* [Text block]
⟨

Despite the fact that almost every organization uses severance agreements, though, they can differ quite a bit between organizations. What works for one company may not always work for another.

Because of this, we have put together this high-level guide to get you started either thinking about adding a severance agreement to your offboarding process or looking to make sure yours is doing all it should for your organization.

A quick note: like any legal document, it’s vital that you work closely with your legal team or counsel to make sure that your document complies with all local, state, and federal laws. We are not lawyers, and the advice in this guide is all about what to consider what best practices are out there.

With that said, let’s jump right in:

What Is a Severance Agreement?

A severance agreement is a legal document that goes over all of the responsibilities and rights of each party involved – the employee and the employer. The document lays out all of the benefits offered by the company – including pay, insurance, etc – while also ensuring that the employee was not wrongfully let go. Some businesses also use a severance agreement to detail non-compete issues.

In other words, a severance agreement – coupled with severance pay – makes sure that the employee agrees with the terms that they were let go under. They agree that they understand how their insurance, pay, and other benefits will change once the exit is made, and they also agree that they will not file a lawsuit against the company for being wrongfully terminated.

In return for signing the document, employers typically provide severance pay, which you can learn about in more detail here. In short, severance pay is meant to help ease the transition outside of the company – by providing a continued salary for a certain period of time during the job hunt – and also provide an incentive for the employer to sign the agreement.

What’s the Purpose of a Severance Agreement?

The main purpose of a severance agreement is to make sure that the exiting employee will not file a wrongful termination lawsuit against the employer. By having a legally binding contract, the employee cannot take the employer to court.

On the other hand, providing severance pay to an employee – though it helps get the contract signed – can be seen as a gesture that the employer cares about the future success of the employee. No on wants to be kicked out of their job with no pay to support themselves of their families, despite the fact that ‘at will’ employers can do so.

By providing pay and a contract, you can ease tensions and make sure that your organization is being upfront about health insurance changes, benefits changes, and all of the other things that switch when someone is let go.

We highly recommend adding outplacement services as a benefit in your severance agreement, too. That way, your employee can work with a coach and use specially-crafted job search tools to get back to work faster than searching on their own.

Terminating an employee is a stress ordeal for everyone involved. By providing a decent lump sum severance payment and outplacement, you can rest assured that your employee is set up for future success.

⟩

(Referring expression data based on photos)
⟨

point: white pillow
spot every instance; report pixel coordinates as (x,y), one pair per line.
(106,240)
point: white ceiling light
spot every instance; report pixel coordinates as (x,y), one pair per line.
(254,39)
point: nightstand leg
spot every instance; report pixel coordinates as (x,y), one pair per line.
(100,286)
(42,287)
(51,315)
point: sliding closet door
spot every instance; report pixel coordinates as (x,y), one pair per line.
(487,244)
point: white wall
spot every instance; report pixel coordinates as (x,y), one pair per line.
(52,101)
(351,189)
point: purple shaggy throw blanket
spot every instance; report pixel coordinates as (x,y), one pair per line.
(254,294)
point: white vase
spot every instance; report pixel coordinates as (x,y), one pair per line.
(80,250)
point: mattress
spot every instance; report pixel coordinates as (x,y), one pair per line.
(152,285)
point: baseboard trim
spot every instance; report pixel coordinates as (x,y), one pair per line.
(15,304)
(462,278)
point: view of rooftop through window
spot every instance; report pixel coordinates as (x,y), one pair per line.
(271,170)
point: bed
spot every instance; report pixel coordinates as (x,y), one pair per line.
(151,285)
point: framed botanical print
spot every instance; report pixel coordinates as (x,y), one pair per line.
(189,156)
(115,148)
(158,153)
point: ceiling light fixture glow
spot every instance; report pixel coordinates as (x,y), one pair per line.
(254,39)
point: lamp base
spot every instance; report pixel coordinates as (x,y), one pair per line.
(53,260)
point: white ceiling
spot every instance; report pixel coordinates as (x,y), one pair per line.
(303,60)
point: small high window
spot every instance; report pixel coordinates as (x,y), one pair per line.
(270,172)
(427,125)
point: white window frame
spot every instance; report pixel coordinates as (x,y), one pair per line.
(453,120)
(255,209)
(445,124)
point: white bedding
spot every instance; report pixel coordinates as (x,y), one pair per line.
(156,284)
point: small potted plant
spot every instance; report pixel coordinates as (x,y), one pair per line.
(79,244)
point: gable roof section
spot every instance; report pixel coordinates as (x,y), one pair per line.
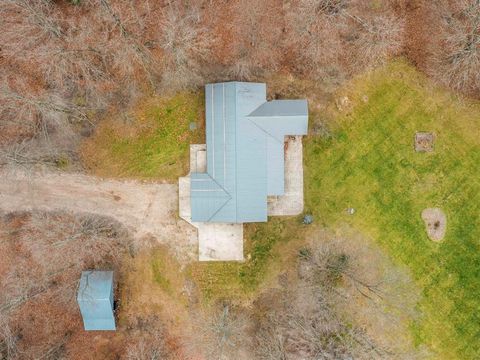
(245,156)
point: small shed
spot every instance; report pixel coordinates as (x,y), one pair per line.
(95,299)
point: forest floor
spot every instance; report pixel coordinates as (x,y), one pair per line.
(148,210)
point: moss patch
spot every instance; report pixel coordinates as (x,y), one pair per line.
(151,142)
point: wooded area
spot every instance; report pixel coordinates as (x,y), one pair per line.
(64,63)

⟩

* [Set of tasks]
A – Reproduce the part of the severance agreement guide that starts at "The main purpose" and ends at "employer to court.".
B – Condense the paragraph of the severance agreement guide that begins "A severance agreement is a legal document" into a shorter version that keeps its main facts.
You do not need the rows.

* [Solutions to the exercise]
A –
The main purpose of a severance agreement is to make sure that the exiting employee will not file a wrongful termination lawsuit against the employer. By having a legally binding contract, the employee cannot take the employer to court.

B – A severance agreement is a legal document that sets out the rights and responsibilities of both the employee and the employer. It lists the benefits the company offers, such as pay and insurance, and ensures the employee was not wrongfully let go. Some businesses also use it to cover non-compete issues.